* Brief
Go line by line through the records below. Copy whichever lines contain the string "above".

* Material provided

= = = = = = =

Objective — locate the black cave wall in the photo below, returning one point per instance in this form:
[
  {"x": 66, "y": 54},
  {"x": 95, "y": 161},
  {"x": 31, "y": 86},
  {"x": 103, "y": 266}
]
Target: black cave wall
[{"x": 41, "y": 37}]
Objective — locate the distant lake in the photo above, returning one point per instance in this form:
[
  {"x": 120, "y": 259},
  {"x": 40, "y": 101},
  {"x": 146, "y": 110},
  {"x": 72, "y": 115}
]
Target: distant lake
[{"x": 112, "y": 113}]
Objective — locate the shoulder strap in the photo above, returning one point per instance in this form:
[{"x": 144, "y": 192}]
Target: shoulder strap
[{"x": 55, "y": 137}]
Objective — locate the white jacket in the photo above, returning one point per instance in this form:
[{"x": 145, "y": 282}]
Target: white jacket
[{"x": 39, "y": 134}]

= = = = = = =

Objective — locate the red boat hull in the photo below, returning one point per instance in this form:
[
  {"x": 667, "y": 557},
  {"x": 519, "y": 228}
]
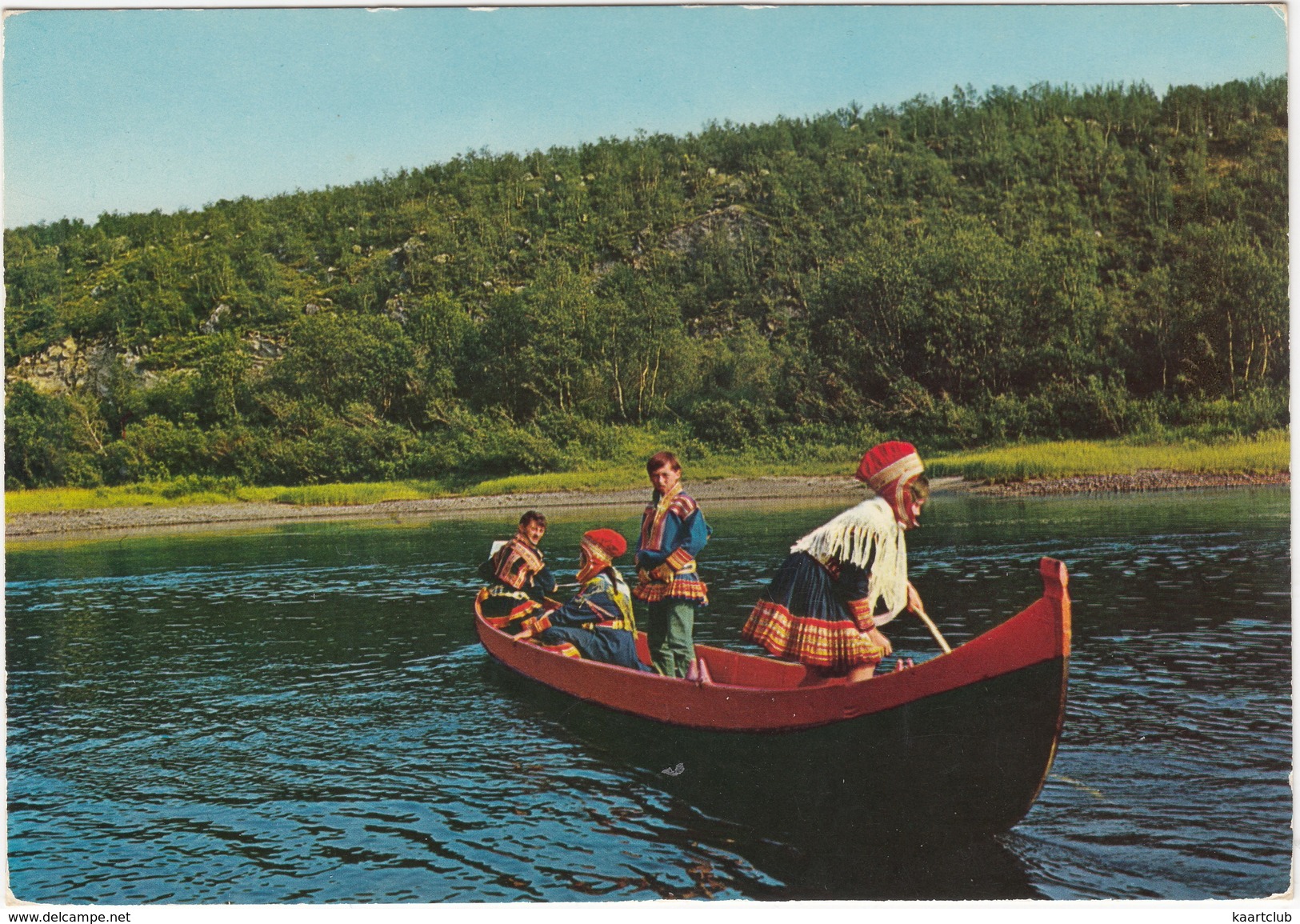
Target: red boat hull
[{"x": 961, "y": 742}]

= = = = = = =

* Exercise output
Objective — locate the distant lake in the photo above, returning one point per instance in this form:
Objective — locate the shoulder strap in the photo above, returning one point per instance in this form:
Objective — locate the white jacket in the photo above, returning one point per instance in this form:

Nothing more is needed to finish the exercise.